▸ Try it: Using the entries that follow, report how many lines contain the word "pixel". Only the number is wanted.

______

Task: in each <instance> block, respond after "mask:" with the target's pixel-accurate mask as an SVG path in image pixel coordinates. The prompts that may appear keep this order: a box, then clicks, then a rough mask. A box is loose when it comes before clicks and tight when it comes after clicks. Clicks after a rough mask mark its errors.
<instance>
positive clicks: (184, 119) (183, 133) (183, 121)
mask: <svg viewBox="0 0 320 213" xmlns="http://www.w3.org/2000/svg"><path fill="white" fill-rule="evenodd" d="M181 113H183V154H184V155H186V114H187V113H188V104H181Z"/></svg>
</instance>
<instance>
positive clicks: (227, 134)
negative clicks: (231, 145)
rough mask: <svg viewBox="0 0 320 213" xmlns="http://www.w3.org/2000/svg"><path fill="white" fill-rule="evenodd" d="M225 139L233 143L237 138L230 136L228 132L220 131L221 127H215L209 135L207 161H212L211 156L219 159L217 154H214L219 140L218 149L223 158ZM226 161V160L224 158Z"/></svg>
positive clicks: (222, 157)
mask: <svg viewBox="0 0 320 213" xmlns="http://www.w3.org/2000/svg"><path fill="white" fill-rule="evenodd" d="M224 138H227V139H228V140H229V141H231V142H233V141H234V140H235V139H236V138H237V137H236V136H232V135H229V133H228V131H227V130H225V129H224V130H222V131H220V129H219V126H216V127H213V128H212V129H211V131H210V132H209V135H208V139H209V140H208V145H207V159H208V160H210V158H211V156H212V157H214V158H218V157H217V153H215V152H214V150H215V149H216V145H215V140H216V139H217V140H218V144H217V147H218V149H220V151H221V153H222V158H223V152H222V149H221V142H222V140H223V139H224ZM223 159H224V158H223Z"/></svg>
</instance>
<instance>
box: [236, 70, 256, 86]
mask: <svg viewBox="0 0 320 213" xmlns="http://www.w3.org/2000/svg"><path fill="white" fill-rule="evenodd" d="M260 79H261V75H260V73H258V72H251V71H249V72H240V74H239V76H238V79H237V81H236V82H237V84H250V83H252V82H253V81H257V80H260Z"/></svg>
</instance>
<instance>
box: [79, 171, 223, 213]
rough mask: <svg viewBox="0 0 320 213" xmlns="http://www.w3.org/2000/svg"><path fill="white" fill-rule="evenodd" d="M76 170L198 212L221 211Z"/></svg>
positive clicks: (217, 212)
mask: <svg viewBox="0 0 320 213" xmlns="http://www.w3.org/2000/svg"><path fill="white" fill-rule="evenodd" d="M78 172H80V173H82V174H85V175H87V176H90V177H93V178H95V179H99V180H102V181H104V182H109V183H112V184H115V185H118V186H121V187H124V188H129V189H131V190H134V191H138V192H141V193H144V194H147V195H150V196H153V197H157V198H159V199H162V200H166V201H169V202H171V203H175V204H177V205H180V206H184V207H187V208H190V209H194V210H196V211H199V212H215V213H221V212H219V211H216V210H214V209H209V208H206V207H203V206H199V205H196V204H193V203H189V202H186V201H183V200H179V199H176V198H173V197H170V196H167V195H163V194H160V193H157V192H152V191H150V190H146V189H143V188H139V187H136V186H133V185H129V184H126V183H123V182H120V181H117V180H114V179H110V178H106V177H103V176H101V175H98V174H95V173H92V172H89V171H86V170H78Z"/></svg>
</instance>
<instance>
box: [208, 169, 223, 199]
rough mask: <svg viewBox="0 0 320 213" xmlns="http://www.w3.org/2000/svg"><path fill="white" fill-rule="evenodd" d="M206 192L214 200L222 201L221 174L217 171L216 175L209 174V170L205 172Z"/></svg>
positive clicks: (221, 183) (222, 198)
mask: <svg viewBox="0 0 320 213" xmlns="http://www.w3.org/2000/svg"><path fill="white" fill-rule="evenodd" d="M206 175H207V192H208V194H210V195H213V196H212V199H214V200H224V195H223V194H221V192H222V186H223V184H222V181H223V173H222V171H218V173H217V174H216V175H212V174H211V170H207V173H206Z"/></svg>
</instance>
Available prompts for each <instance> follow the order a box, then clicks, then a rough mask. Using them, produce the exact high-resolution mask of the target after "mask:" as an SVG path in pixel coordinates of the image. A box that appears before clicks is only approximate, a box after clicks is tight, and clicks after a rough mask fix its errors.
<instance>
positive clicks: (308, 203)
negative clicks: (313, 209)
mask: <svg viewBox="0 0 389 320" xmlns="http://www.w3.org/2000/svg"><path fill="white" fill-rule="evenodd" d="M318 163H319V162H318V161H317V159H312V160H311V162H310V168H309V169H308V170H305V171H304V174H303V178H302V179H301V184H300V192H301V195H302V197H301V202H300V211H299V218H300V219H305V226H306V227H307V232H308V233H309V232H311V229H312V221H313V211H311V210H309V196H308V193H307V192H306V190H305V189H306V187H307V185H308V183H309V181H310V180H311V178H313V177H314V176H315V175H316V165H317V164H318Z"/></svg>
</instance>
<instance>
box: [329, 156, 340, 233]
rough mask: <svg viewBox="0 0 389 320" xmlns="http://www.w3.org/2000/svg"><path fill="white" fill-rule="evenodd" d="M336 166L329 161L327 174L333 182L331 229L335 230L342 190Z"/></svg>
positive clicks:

______

▸ Problem solution: 2